## PROBLEM TO SOLVE
Report every line below that contains the string "skirt", copying each one. Case counts.

Source lines:
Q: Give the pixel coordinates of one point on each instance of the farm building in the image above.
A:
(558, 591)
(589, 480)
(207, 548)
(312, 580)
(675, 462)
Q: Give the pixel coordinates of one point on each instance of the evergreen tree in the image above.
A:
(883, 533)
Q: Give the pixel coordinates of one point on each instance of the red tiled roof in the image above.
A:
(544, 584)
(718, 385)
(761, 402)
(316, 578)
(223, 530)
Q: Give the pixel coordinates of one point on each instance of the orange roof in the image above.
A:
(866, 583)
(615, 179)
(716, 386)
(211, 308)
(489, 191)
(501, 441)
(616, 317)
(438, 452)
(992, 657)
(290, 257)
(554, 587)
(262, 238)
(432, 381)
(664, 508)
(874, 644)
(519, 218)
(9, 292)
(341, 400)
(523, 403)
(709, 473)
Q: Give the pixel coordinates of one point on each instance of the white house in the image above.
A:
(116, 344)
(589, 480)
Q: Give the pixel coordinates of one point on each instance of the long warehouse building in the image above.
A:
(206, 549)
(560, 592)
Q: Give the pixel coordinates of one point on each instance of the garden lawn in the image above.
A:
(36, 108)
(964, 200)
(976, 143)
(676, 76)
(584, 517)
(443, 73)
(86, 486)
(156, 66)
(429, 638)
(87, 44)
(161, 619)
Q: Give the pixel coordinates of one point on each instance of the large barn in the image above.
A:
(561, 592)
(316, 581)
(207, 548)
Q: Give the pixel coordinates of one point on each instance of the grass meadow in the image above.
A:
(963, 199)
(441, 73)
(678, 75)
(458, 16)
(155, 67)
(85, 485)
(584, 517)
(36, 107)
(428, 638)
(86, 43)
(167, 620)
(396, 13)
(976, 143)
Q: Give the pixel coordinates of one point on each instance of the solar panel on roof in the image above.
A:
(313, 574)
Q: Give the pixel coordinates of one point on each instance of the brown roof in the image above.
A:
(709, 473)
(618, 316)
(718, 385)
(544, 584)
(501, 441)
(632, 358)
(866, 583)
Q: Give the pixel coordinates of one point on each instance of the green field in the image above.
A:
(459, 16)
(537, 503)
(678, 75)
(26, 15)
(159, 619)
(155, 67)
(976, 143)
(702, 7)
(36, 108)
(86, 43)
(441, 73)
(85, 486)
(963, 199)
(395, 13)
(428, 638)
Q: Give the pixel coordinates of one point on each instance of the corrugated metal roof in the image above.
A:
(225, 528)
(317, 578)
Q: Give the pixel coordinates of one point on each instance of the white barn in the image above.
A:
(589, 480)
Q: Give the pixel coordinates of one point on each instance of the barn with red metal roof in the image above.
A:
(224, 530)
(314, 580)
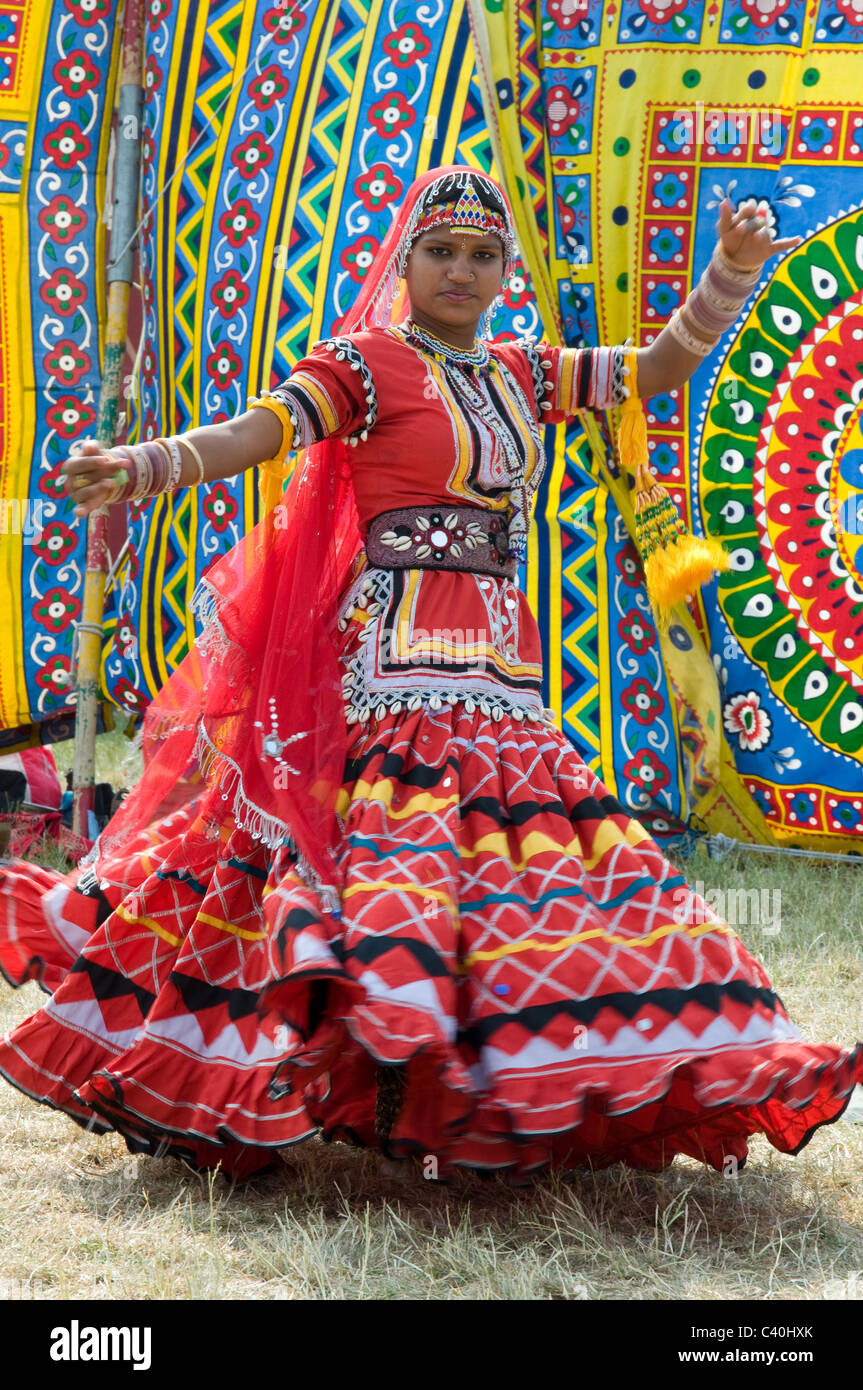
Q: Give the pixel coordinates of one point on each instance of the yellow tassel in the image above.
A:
(270, 483)
(676, 562)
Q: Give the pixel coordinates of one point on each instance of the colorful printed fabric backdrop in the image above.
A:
(56, 72)
(278, 139)
(638, 120)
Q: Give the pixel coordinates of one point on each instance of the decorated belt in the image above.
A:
(441, 538)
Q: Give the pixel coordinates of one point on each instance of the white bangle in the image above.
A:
(177, 459)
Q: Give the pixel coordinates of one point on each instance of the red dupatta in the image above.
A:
(256, 709)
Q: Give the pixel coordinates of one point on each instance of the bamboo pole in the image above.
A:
(120, 278)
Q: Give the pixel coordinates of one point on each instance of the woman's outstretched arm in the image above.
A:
(225, 449)
(667, 363)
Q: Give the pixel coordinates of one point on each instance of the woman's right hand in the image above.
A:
(96, 466)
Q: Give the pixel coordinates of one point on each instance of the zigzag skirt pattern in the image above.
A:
(509, 940)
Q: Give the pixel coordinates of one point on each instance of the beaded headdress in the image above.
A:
(453, 199)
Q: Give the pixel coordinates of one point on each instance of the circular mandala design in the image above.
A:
(781, 483)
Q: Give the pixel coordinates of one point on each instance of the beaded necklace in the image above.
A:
(477, 356)
(459, 366)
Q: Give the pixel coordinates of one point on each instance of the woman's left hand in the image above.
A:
(745, 235)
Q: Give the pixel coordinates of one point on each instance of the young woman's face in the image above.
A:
(452, 278)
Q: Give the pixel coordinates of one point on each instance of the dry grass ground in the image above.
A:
(81, 1218)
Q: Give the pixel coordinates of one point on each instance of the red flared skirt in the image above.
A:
(510, 940)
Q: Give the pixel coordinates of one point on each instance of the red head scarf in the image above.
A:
(263, 681)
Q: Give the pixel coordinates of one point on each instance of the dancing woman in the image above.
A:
(364, 886)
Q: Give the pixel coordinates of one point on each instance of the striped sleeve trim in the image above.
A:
(588, 378)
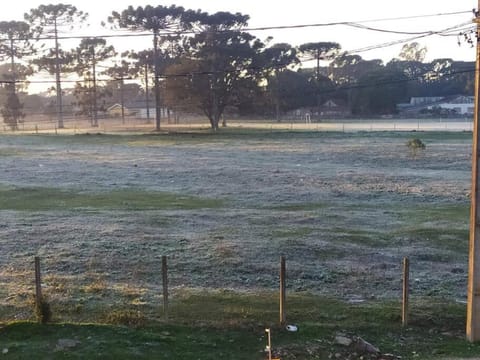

## RESULT OF THE EXERCISE
Q: Give the pixel coordinates of one point on each instance of the zigzag skirt pattern in the image above.
Q: Give the pixel coordinates of one point on each instance of the red flared skirt in the image above.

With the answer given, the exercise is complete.